**** Data for this task ****
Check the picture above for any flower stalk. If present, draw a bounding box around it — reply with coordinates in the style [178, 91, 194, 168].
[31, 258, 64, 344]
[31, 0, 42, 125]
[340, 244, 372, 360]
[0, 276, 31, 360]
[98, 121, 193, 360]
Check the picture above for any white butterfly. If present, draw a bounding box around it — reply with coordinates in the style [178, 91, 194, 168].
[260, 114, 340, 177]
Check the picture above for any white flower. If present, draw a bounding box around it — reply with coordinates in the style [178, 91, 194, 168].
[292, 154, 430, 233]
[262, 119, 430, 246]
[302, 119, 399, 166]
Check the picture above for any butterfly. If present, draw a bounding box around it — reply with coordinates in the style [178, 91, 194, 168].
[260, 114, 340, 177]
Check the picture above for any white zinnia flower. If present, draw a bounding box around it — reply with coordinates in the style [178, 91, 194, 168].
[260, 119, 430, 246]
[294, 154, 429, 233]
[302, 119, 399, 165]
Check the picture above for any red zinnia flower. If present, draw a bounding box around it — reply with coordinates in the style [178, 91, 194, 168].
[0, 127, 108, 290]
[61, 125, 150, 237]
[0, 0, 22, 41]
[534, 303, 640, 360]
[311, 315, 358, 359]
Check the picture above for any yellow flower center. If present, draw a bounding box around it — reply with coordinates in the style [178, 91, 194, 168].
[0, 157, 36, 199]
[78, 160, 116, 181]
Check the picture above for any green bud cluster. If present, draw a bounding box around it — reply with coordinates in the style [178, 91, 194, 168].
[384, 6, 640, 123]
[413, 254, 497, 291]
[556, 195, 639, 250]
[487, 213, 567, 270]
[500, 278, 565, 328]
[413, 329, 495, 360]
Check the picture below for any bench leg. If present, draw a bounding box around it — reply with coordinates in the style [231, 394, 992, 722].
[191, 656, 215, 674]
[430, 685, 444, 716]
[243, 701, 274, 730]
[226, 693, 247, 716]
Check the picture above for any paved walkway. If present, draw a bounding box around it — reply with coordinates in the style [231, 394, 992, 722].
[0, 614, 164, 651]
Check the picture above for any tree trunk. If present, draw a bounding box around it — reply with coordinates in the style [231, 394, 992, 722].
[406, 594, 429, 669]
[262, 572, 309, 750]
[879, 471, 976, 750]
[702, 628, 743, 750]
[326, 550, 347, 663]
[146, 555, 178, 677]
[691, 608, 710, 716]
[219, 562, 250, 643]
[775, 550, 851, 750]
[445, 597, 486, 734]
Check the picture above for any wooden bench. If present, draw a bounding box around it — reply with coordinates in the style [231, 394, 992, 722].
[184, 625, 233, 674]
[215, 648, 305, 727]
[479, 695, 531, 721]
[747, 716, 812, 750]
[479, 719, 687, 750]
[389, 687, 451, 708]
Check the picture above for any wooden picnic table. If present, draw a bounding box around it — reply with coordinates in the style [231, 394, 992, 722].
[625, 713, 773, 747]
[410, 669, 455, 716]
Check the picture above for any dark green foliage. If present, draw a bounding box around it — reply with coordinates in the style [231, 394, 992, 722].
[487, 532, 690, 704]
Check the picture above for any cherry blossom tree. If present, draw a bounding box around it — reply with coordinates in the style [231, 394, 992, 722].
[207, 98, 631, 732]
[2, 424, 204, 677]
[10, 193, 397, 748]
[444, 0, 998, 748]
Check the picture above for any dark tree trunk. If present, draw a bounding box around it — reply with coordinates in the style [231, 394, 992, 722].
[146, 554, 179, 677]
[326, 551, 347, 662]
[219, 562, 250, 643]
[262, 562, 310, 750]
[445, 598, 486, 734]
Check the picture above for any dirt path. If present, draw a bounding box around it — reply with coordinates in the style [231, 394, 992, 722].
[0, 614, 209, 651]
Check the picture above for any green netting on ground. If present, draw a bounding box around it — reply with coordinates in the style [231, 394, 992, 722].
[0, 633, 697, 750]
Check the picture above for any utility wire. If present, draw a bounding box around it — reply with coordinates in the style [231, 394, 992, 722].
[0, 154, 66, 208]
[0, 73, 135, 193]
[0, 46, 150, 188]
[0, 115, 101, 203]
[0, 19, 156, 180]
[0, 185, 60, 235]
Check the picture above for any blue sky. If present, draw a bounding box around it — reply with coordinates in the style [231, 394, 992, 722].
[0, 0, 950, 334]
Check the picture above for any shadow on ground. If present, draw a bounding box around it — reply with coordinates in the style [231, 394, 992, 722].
****
* **Task to complete**
Retype every one of the rows above exactly, character for character.

* **Finished task**
Check the picture above for any flower stalk. If present, draw a bounding box around it — reply with coordinates in the style [178, 91, 194, 168].
[31, 258, 64, 344]
[31, 0, 42, 125]
[340, 244, 372, 360]
[0, 276, 31, 360]
[98, 121, 193, 360]
Check the picture above for any white butterfly. If present, draw a bounding box around it — reply with coordinates in the style [178, 91, 194, 168].
[260, 114, 340, 177]
Check the picture above for any white flower. If present, draw a bounding box around it — reply with coordinates in the style [178, 91, 194, 168].
[292, 154, 430, 233]
[262, 119, 430, 246]
[302, 119, 399, 166]
Check the picture above for any butterfly. If present, draw a bounding box around it — reply with coordinates in the style [178, 91, 194, 168].
[260, 114, 340, 177]
Check the picture above for any white zinnia flower. If present, draw a bounding box around it — reply with coordinates in the style [178, 91, 194, 168].
[260, 119, 430, 246]
[294, 154, 429, 233]
[302, 119, 399, 165]
Check the picture above for any red zinnia flower. If present, draw a bounding box around it — reply with coordinates in the style [178, 91, 194, 168].
[0, 127, 108, 290]
[61, 125, 150, 237]
[0, 0, 22, 41]
[534, 303, 640, 360]
[311, 315, 358, 359]
Check the picture above for any yellow flower center. If present, draw a bounding box around it — reply with coordinates in the style [178, 91, 194, 168].
[0, 157, 36, 199]
[78, 160, 116, 181]
Check the picture above for any green bud cluster. If present, draw a bounding box around it — reply with coordinates in the style [178, 91, 194, 168].
[384, 6, 640, 123]
[413, 254, 497, 291]
[556, 195, 639, 250]
[487, 213, 567, 270]
[500, 278, 565, 328]
[413, 329, 495, 360]
Check the picture below for any bench leg. If present, draw a bounding box around it — reply with coordinates in the style [231, 394, 992, 722].
[191, 656, 215, 674]
[430, 685, 444, 716]
[243, 701, 274, 730]
[226, 693, 247, 716]
Check the picture above for any paved walkway. If present, draw a bounding box around it — reply with coordinates in the style [231, 394, 992, 722].
[0, 614, 164, 651]
Check the picture above for any tree trunk. If present, draw a bounding box around it — reply with coordinates in the style [231, 394, 992, 722].
[406, 594, 429, 669]
[262, 572, 309, 750]
[879, 471, 976, 750]
[702, 628, 743, 750]
[326, 550, 347, 663]
[146, 555, 178, 677]
[691, 608, 710, 716]
[219, 562, 250, 643]
[775, 550, 851, 750]
[445, 597, 486, 734]
Check the picture above for any wooden bench. If present, draw a bounding box around it — reply with coordinates in the style [231, 394, 992, 722].
[184, 625, 233, 674]
[215, 648, 305, 727]
[479, 695, 531, 721]
[747, 716, 812, 750]
[479, 719, 687, 750]
[389, 687, 451, 708]
Check the picture above for any wooden picnic table. If present, draw a bounding box around it — reply with coordinates in the style [231, 394, 992, 722].
[625, 713, 773, 747]
[410, 669, 455, 716]
Check the picture above for any dark green foliage. If present, draw a bounding box around it — reply with coordinates in the style [231, 394, 992, 722].
[487, 532, 690, 704]
Check the picture above for any cherry blossom tree. If present, draw a bounding box around it — reply with coordinates in the style [231, 394, 992, 722].
[207, 98, 631, 732]
[2, 424, 204, 677]
[10, 193, 397, 748]
[444, 0, 998, 748]
Check the picture above for any dark tree trunk. If present, draw a bounding box around it — reply with coordinates in the style [231, 394, 992, 722].
[146, 554, 179, 677]
[326, 551, 347, 662]
[219, 562, 250, 643]
[262, 562, 310, 750]
[445, 598, 486, 734]
Check the picture above for any dirt path. If present, draw a bounding box around it — reply with coordinates in the style [231, 394, 992, 722].
[0, 614, 209, 651]
Check the picture above for any green netting on ground. If present, draw a bounding box around it — reply with coordinates in the style [231, 394, 992, 722].
[0, 633, 697, 750]
Check the picture above for any utility wire. If present, draw a bounding box around it — reply with coordinates in the style [231, 394, 992, 722].
[0, 154, 66, 208]
[0, 73, 135, 193]
[0, 46, 150, 188]
[0, 115, 101, 203]
[0, 19, 156, 180]
[0, 185, 60, 235]
Check the picture above for any blue sky. If present, draw a bounding box around it — reply with coordinates in the style [231, 394, 992, 722].
[0, 0, 950, 334]
Check the picture above for any shadow on ground. If present, draw a bounding box around it — reply with coordinates in the style [231, 394, 992, 722].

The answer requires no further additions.